WHAT THE TASK REQUIRES: Convert the listing below into a JSON list of strings, one string for each line, skipping blank lines. Leave out the pictures.

(Pointing listing)
────────────────

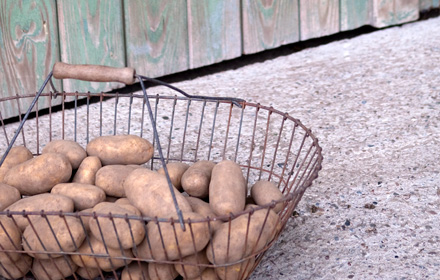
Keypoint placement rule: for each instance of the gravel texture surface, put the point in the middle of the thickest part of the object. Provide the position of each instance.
(373, 101)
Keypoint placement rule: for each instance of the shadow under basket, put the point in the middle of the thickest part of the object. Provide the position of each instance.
(266, 143)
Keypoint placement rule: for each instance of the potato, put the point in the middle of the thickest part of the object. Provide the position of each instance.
(201, 207)
(246, 236)
(40, 174)
(15, 156)
(237, 271)
(193, 267)
(88, 273)
(148, 191)
(175, 170)
(44, 201)
(17, 269)
(159, 271)
(10, 239)
(53, 269)
(264, 192)
(136, 271)
(129, 234)
(207, 274)
(117, 257)
(8, 196)
(83, 195)
(53, 234)
(168, 249)
(111, 179)
(195, 181)
(227, 189)
(87, 170)
(120, 149)
(72, 150)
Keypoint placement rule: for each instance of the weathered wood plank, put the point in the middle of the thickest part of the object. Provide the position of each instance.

────────────────

EXPECTED OUTPUT:
[
  "Keypoint placement rule: for each instance of the gravel texture surface, put the point in the middle of the thickest part of the object. Provide the position of each instance.",
  "(373, 101)",
  "Keypoint placement rule: for each instance of the shadow under basket, put the point in the middle of the thickest part of the object. Provide the position of each instance.",
  "(266, 143)",
  "Keypoint placement rule: for each instance of the potato, put the point in the middle of the thickest part of the object. Provide the position of each instance.",
  "(201, 207)",
  "(246, 236)",
  "(40, 174)",
  "(15, 156)",
  "(237, 271)",
  "(193, 267)",
  "(88, 273)",
  "(148, 191)",
  "(175, 170)",
  "(44, 201)",
  "(17, 269)",
  "(159, 271)",
  "(10, 239)",
  "(53, 269)",
  "(264, 192)",
  "(136, 271)",
  "(129, 234)",
  "(207, 274)",
  "(117, 257)",
  "(8, 196)",
  "(83, 195)",
  "(53, 234)",
  "(168, 249)",
  "(111, 179)",
  "(195, 181)",
  "(227, 189)",
  "(87, 170)",
  "(120, 149)",
  "(72, 150)",
  "Keypoint placement rule: for each instance of the weathered wood plank, put the point in the middle of the thickest part of the object. Provide the position of each instance."
]